Restate the passage on Alabama's pandemic recovery from "Like nearly every" up to and including "the greatest impact.", switching "cooperation" to "collaboration".
Provided passage: Begin
With a vaccine in one hand and billions of dollars in federal relief in the other, Alabama is positioned to emerge from this pandemic stronger, healthier, and wiser. That’s good news because we’re more than ready. After over a year of fighting this virus through social distancing, sanitizing, and sacrifice, Alabama communities, businesses, schools, workers and families are eager to get back to pre-pandemic life. The bad news is it won’t happen overnight.
Like nearly every aspect of this pandemic, our recovery will take patience. To succeed, it will also take renewed focus, vision, and cooperation. Now is the time to shape our healthcare system, schools, and communities to avert, withstand, and overcome similar crises in the future. Fortunately, thanks to the American Rescue Plan (ARP), we have significant resources at our disposal. The challenge is to use them where they’re most needed and will make the greatest impact.
Provided passage: End
Record extracts: Begin
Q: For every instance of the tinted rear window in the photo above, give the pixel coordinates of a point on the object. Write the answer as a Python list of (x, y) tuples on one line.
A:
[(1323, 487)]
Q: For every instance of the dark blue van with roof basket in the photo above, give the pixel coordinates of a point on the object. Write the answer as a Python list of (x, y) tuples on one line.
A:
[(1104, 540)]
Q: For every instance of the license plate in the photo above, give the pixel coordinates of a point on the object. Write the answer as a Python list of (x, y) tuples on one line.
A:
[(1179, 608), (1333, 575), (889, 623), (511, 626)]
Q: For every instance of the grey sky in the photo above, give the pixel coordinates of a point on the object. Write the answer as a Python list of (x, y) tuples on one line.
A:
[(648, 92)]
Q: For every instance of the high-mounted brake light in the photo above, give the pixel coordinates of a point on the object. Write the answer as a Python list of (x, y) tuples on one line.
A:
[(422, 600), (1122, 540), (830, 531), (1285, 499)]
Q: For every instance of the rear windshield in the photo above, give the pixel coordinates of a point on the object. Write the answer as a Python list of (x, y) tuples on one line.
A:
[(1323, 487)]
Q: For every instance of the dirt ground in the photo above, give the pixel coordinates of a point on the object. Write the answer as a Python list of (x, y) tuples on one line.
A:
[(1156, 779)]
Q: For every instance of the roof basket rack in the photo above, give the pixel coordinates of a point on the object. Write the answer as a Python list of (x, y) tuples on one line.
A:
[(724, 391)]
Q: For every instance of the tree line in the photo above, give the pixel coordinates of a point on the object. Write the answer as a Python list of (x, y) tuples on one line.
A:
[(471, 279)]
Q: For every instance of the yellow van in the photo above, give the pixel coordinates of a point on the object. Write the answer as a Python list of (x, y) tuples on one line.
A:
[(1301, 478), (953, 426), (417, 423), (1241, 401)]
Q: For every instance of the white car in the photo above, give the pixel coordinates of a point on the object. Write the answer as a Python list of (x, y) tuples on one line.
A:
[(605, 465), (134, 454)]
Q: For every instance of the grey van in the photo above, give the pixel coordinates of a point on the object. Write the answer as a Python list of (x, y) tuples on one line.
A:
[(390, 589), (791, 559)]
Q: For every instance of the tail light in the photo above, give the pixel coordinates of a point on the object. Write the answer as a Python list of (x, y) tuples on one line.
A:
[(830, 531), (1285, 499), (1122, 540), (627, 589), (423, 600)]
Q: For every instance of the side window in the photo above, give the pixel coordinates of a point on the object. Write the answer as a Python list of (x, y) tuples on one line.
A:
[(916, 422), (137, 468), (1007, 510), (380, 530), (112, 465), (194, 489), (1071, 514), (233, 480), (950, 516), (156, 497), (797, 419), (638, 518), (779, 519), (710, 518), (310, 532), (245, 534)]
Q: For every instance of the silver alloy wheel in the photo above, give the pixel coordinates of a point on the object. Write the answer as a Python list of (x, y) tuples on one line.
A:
Record extracts: End
## Problem solution
Like nearly every aspect of this pandemic, our recovery will take patience. To succeed, it will also take renewed focus, vision, and collaboration. Now is the time to shape our healthcare system, schools, and communities to avert, withstand, and overcome similar crises in the future. Fortunately, thanks to the American Rescue Plan (ARP), we have significant resources at our disposal. The challenge is to use them where they’re most needed and will make the greatest impact.